[Exercise] Each entry must be restated exactly as it appears.

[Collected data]
== == ==
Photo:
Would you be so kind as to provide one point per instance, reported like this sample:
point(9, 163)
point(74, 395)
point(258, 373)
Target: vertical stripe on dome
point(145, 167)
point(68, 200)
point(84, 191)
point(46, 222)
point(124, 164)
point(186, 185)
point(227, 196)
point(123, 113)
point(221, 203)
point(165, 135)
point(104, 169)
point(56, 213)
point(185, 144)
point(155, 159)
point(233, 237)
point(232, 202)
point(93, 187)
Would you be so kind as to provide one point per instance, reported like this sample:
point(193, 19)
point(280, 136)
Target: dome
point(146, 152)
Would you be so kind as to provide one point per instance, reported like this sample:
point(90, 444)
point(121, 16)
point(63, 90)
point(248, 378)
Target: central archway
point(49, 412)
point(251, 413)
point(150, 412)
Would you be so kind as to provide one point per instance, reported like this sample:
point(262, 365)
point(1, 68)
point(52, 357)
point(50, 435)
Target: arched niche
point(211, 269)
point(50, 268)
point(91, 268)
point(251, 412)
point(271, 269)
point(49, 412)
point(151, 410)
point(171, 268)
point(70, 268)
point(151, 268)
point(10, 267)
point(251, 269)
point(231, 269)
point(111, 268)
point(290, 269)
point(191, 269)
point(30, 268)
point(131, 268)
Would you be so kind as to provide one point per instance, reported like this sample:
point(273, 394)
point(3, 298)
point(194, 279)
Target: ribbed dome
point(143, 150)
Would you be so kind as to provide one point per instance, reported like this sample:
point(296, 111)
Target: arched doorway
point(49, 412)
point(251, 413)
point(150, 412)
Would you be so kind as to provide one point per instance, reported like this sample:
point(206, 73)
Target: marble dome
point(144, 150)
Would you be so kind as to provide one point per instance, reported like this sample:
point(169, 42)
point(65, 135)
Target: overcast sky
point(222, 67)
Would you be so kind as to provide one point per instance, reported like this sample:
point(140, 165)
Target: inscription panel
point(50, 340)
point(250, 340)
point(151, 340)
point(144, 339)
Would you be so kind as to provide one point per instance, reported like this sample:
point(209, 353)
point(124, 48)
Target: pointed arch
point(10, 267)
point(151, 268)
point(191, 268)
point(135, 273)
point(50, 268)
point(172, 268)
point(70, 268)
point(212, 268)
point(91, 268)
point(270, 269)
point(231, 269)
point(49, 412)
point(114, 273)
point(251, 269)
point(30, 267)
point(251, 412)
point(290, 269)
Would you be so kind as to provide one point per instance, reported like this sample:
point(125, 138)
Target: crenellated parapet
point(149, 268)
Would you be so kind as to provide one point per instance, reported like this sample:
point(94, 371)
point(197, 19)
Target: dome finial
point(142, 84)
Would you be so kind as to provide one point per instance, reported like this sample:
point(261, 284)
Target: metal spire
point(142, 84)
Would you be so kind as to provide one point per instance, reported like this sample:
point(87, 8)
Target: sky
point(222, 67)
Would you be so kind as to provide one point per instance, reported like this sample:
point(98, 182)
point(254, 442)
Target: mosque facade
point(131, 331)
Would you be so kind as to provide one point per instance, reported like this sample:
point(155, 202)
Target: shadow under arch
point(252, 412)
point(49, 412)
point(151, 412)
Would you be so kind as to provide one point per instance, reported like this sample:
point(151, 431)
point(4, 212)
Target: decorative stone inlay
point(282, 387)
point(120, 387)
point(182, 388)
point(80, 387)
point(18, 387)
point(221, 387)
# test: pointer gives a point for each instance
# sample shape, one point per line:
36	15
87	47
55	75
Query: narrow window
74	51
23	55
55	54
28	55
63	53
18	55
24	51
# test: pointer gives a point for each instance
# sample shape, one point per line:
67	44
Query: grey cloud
== == ==
[Solution for this task]
Photo:
Would you be so kind as to provide one point per instance, reported like this sample:
point(9, 163)
point(74, 395)
point(258, 373)
Target: vertical stripe on dome
point(145, 167)
point(68, 200)
point(84, 191)
point(46, 222)
point(124, 164)
point(186, 185)
point(227, 196)
point(123, 113)
point(221, 203)
point(165, 135)
point(104, 169)
point(56, 213)
point(185, 144)
point(155, 159)
point(233, 237)
point(232, 202)
point(93, 187)
Would you be so kind as to provide one point per instance, reported like this sample:
point(193, 19)
point(280, 136)
Target: dome
point(146, 152)
Would you be so kind as to provide one point per instance, reported like this sample:
point(90, 444)
point(121, 16)
point(63, 90)
point(248, 378)
Target: central archway
point(49, 412)
point(251, 413)
point(150, 412)
Would you be so kind as to provide one point per instance, reported like this sample:
point(262, 365)
point(1, 68)
point(52, 357)
point(50, 435)
Target: arched niche
point(211, 269)
point(50, 268)
point(91, 268)
point(251, 412)
point(271, 269)
point(49, 412)
point(151, 410)
point(171, 268)
point(70, 268)
point(151, 268)
point(10, 267)
point(251, 269)
point(231, 269)
point(111, 268)
point(290, 269)
point(191, 269)
point(30, 268)
point(131, 268)
Would you be so kind as to provide one point per instance, reported like this sample:
point(273, 394)
point(3, 298)
point(194, 279)
Target: ribbed dome
point(143, 150)
Would you be so kind as to provide one point per instance, reported like this sample:
point(296, 111)
Target: arched doorway
point(49, 412)
point(251, 413)
point(150, 412)
Would you be so kind as to provide one point per instance, reported like this sample:
point(206, 73)
Target: marble dome
point(144, 150)
Would you be so kind as to provide one point per instance, reported like this sample:
point(169, 42)
point(65, 135)
Target: overcast sky
point(222, 67)
Would you be so kind as to provide one point per instance, reported like this sample:
point(140, 165)
Target: inscription panel
point(50, 340)
point(250, 340)
point(151, 340)
point(144, 339)
Would you be so kind as to provide one point per instance, reported like this sample:
point(209, 353)
point(124, 48)
Target: pointed arch
point(10, 267)
point(151, 268)
point(191, 268)
point(135, 273)
point(50, 268)
point(172, 268)
point(70, 268)
point(212, 268)
point(91, 268)
point(270, 269)
point(231, 269)
point(49, 412)
point(114, 273)
point(251, 269)
point(30, 267)
point(251, 412)
point(290, 269)
Would you be so kind as to provide one point per instance, reported like this sample:
point(125, 138)
Target: crenellated parapet
point(149, 268)
Would you be so kind as to provide one point per instance, reported like this sample:
point(94, 371)
point(197, 19)
Target: dome finial
point(142, 84)
Would you be so kind as to provide one point per instance, reported like this sample:
point(261, 284)
Target: metal spire
point(142, 84)
Would you be so kind as to provide one point per instance, reported like this sample:
point(87, 8)
Target: sky
point(222, 67)
Would you be so kind as to provide one point per instance, reported like this sample:
point(98, 182)
point(254, 442)
Target: mosque facade
point(131, 331)
Would you be so kind as to provide one point per instance, reported like this sample:
point(155, 202)
Target: shadow under arch
point(252, 412)
point(49, 412)
point(151, 412)
Would you be so kind as to provide one point per instance, reported like this sample:
point(151, 431)
point(4, 212)
Target: decorative stone inlay
point(282, 387)
point(120, 387)
point(182, 388)
point(80, 387)
point(18, 387)
point(221, 387)
# test: pointer gives a point for each instance
# sample shape, one point per line:
36	15
87	47
55	75
Query: narrow window
74	51
23	55
55	54
28	55
63	53
18	55
24	51
# test: pointer gives a point for each instance
# sample shape, one point per line:
67	44
Query: grey cloud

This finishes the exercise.